**Saved entries**:

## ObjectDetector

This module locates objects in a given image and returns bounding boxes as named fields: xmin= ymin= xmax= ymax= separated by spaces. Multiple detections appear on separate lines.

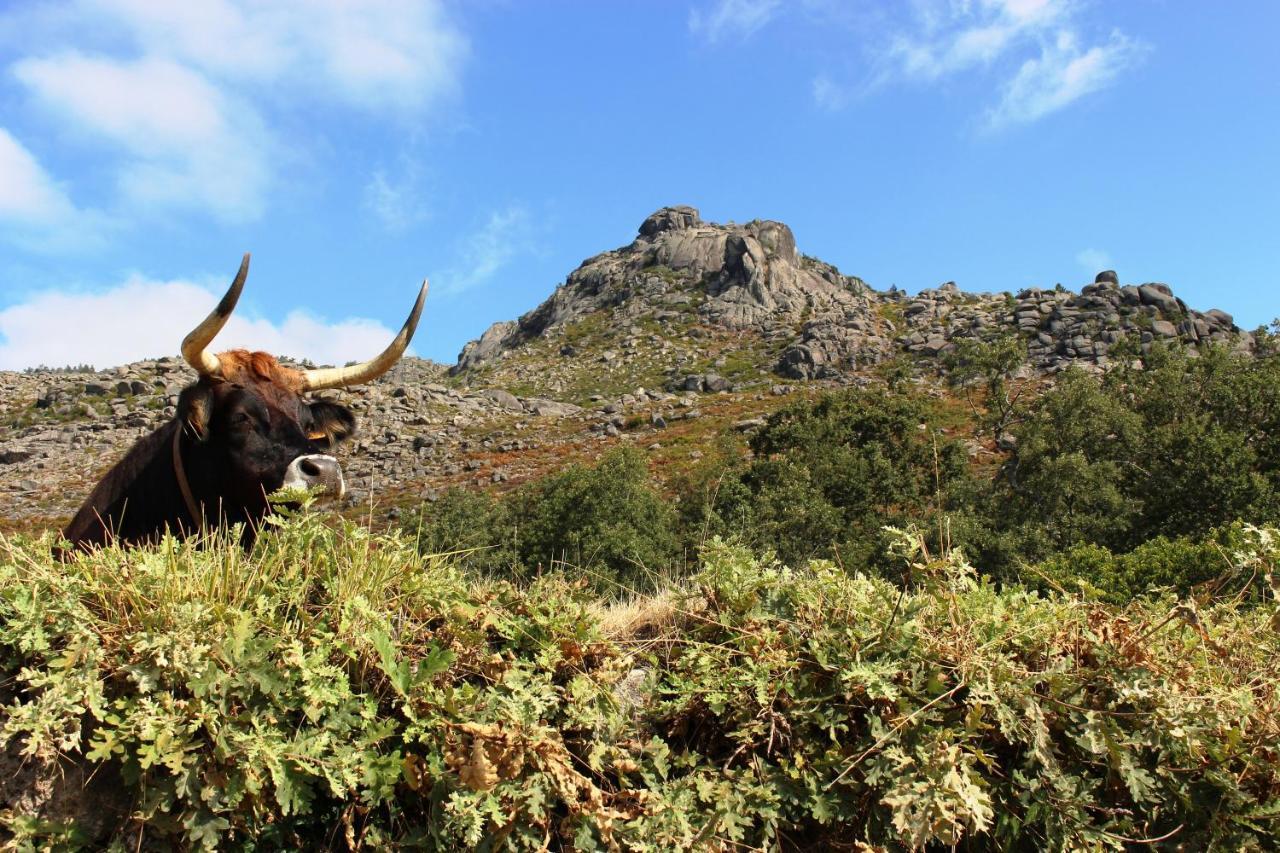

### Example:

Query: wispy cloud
xmin=811 ymin=74 xmax=848 ymax=111
xmin=986 ymin=29 xmax=1146 ymax=129
xmin=1076 ymin=247 xmax=1113 ymax=276
xmin=363 ymin=167 xmax=428 ymax=233
xmin=0 ymin=128 xmax=75 ymax=223
xmin=0 ymin=126 xmax=109 ymax=250
xmin=14 ymin=54 xmax=271 ymax=223
xmin=77 ymin=0 xmax=468 ymax=113
xmin=434 ymin=205 xmax=536 ymax=296
xmin=0 ymin=0 xmax=468 ymax=238
xmin=888 ymin=0 xmax=1069 ymax=80
xmin=817 ymin=0 xmax=1146 ymax=127
xmin=688 ymin=0 xmax=782 ymax=44
xmin=0 ymin=275 xmax=402 ymax=370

**EXERCISE INSTRUCTIONS**: Write out every record above exactly as it stands, but leave out the pictures.

**SOLUTION TO THE EXERCISE**:
## ObjectDetector

This module locates objects in a given image and returns bounding boxes as named fields: xmin= ymin= xmax= ymax= separated by spaces. Multiple detections appear on separate lines.


### Example:

Query: wispy cloud
xmin=811 ymin=74 xmax=848 ymax=111
xmin=986 ymin=29 xmax=1146 ymax=129
xmin=1076 ymin=247 xmax=1113 ymax=276
xmin=363 ymin=167 xmax=428 ymax=233
xmin=0 ymin=128 xmax=75 ymax=223
xmin=0 ymin=126 xmax=109 ymax=250
xmin=14 ymin=54 xmax=271 ymax=223
xmin=77 ymin=0 xmax=468 ymax=113
xmin=434 ymin=205 xmax=536 ymax=296
xmin=0 ymin=0 xmax=468 ymax=238
xmin=888 ymin=0 xmax=1069 ymax=80
xmin=817 ymin=0 xmax=1146 ymax=127
xmin=688 ymin=0 xmax=782 ymax=44
xmin=0 ymin=275 xmax=402 ymax=370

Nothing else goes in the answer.